*Required task*
Convert these records into a two-column CSV with the columns "request" and "answer," one row per record. Put each field in quotes and replace line breaks with spaces.

*Records for this task*
»»
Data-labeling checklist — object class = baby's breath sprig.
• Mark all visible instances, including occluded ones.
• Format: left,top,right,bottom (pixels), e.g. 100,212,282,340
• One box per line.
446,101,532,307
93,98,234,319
««
*Response*
request,answer
"Data-labeling checklist — object class = baby's breath sprig. • Mark all visible instances, including occluded ones. • Format: left,top,right,bottom (pixels), e.g. 100,212,282,340 • One box per line.","446,101,532,307 93,98,234,319"